→ **Items from a dataset**:
■ ■ ■ ■ ■

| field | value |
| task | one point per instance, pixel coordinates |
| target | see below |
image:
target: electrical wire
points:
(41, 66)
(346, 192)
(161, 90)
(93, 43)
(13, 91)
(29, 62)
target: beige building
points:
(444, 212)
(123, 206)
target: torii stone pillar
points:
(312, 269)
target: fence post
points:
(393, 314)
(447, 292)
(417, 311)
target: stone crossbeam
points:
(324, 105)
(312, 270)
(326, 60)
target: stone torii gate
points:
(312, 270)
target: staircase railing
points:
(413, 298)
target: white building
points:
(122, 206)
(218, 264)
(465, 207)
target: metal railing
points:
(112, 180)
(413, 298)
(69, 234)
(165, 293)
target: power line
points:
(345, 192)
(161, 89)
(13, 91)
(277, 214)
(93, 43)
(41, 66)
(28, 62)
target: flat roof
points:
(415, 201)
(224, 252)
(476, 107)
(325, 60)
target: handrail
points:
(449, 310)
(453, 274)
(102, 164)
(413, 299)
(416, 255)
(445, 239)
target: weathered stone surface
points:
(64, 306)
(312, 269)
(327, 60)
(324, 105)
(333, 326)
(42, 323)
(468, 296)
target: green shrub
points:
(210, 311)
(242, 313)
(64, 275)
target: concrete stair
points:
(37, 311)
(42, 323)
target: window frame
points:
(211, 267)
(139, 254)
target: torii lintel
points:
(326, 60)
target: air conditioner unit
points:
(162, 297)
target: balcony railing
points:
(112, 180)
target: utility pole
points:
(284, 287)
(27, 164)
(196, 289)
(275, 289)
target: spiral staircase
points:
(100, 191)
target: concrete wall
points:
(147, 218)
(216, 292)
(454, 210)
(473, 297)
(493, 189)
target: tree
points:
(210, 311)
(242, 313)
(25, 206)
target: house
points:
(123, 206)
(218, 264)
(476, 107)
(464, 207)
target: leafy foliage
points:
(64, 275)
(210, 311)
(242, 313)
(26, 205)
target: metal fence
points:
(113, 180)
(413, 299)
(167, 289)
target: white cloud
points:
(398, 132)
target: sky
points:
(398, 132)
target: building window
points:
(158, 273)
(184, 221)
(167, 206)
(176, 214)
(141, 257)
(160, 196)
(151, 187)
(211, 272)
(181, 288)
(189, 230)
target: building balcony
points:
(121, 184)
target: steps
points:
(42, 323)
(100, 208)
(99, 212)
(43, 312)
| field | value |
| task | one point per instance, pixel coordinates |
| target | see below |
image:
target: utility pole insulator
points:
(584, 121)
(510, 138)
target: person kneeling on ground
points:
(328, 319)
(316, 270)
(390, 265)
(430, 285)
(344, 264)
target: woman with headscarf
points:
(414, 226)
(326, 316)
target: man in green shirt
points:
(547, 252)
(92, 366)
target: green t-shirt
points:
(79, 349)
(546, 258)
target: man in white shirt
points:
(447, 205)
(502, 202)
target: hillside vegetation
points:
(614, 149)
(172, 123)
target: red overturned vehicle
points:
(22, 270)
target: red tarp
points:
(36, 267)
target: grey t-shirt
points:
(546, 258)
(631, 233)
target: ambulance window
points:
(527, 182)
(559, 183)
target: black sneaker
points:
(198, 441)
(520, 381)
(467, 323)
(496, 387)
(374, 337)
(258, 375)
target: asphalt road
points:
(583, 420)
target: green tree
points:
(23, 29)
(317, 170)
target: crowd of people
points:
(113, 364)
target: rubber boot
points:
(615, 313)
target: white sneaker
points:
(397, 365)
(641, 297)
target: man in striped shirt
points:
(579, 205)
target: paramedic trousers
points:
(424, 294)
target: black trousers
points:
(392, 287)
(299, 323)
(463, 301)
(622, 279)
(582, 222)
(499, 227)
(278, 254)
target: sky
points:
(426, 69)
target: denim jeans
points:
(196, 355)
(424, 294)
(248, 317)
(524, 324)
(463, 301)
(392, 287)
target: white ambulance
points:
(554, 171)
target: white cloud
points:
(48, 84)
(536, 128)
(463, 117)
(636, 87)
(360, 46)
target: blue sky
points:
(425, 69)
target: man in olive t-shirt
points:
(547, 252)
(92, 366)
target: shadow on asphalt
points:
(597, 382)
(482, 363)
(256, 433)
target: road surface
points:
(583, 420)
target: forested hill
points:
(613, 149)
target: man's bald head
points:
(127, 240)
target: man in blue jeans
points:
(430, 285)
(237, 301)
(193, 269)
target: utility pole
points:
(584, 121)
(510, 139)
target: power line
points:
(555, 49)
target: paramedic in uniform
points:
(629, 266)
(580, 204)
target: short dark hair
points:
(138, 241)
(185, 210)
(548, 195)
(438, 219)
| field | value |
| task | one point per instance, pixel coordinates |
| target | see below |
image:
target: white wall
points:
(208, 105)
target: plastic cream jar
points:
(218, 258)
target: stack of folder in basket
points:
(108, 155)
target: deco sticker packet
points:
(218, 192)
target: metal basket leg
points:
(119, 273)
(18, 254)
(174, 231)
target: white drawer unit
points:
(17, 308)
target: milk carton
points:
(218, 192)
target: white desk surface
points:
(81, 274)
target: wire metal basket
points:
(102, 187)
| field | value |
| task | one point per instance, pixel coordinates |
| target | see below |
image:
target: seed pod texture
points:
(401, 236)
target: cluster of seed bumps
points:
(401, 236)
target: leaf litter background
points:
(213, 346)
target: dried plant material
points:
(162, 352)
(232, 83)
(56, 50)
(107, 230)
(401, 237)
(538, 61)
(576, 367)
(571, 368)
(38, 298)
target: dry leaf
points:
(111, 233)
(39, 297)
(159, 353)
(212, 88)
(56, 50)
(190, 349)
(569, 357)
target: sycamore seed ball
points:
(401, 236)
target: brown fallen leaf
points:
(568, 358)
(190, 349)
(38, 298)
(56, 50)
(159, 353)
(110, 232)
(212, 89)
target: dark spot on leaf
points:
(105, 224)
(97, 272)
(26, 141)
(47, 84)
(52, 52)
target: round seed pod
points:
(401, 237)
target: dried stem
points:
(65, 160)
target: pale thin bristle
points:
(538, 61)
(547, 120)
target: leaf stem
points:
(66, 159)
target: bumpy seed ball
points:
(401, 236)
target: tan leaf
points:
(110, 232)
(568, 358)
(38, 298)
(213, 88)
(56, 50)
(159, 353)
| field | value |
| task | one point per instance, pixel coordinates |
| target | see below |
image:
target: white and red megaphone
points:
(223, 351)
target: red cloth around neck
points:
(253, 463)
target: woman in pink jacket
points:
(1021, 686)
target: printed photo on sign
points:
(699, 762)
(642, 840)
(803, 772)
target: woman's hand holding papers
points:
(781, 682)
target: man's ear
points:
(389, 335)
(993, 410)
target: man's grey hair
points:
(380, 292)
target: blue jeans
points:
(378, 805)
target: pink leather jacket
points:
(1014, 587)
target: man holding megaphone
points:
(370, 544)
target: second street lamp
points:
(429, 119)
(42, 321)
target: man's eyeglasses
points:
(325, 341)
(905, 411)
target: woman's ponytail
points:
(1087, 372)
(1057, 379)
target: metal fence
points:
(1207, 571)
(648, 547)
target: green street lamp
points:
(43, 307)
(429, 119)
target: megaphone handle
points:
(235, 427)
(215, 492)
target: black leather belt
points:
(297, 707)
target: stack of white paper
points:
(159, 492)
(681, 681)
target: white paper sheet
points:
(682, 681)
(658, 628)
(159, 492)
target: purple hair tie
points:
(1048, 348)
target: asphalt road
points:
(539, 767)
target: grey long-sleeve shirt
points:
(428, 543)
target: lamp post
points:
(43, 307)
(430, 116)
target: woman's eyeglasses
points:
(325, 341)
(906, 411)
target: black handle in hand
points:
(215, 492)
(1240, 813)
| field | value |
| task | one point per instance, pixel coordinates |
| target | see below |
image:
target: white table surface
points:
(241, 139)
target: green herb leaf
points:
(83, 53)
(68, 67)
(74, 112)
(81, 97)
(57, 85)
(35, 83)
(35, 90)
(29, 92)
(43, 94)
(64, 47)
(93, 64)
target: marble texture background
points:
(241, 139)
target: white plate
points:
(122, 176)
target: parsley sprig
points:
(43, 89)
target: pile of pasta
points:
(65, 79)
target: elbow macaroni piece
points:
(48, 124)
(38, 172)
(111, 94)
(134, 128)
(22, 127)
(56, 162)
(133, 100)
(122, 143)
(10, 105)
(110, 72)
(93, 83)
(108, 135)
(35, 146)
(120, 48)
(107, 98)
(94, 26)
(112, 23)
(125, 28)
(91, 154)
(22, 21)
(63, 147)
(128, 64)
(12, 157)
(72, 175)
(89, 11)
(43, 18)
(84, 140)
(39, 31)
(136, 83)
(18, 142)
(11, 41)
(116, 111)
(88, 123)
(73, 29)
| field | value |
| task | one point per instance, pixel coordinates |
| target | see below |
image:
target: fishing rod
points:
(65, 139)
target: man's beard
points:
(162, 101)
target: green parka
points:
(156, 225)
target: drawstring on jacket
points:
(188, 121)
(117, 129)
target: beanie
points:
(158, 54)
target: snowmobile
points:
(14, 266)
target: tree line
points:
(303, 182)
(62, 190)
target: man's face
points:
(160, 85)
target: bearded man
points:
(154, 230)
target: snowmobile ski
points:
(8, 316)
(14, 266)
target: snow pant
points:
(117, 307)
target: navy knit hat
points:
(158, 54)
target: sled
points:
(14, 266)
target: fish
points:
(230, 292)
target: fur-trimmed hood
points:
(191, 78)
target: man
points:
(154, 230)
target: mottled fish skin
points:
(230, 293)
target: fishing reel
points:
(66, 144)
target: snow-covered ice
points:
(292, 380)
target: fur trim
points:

■ ■ ■ ■ ■

→ **Directions**: Return, exactly, the lines from the first line of the records above to the line containing "target: leafy foliage", both included.

→ **Expected answer**:
| field | value |
| task | one point per instance, pixel coordinates |
| target | see below |
image:
target: electrical wire
points:
(41, 66)
(346, 192)
(161, 90)
(93, 43)
(13, 91)
(29, 62)
target: beige building
points:
(444, 212)
(123, 206)
target: torii stone pillar
points:
(312, 269)
target: fence post
points:
(393, 314)
(447, 292)
(417, 311)
target: stone crossbeam
points:
(324, 105)
(312, 270)
(326, 60)
target: stone torii gate
points:
(312, 270)
target: staircase railing
points:
(413, 298)
target: white building
points:
(122, 206)
(218, 264)
(465, 207)
target: metal railing
points:
(112, 180)
(413, 298)
(69, 234)
(165, 293)
target: power line
points:
(345, 192)
(161, 89)
(13, 91)
(277, 214)
(93, 43)
(41, 66)
(28, 62)
target: flat roof
points:
(415, 201)
(224, 252)
(476, 107)
(325, 60)
target: handrail
points:
(449, 310)
(453, 274)
(102, 164)
(413, 299)
(416, 255)
(445, 239)
target: weathered stone surface
points:
(64, 306)
(312, 269)
(327, 60)
(324, 105)
(333, 326)
(42, 323)
(468, 296)
target: green shrub
points:
(210, 311)
(242, 313)
(64, 275)
target: concrete stair
points:
(37, 311)
(42, 323)
target: window frame
points:
(211, 267)
(139, 254)
target: torii lintel
points:
(326, 60)
target: air conditioner unit
points:
(162, 297)
target: balcony railing
points:
(112, 180)
target: utility pole
points:
(284, 287)
(27, 164)
(196, 289)
(275, 289)
target: spiral staircase
points:
(100, 191)
target: concrete wall
points:
(147, 218)
(216, 292)
(454, 210)
(473, 297)
(493, 189)
target: tree
points:
(210, 311)
(242, 313)
(25, 206)
target: house
points:
(123, 206)
(218, 264)
(476, 107)
(464, 207)
target: leafy foliage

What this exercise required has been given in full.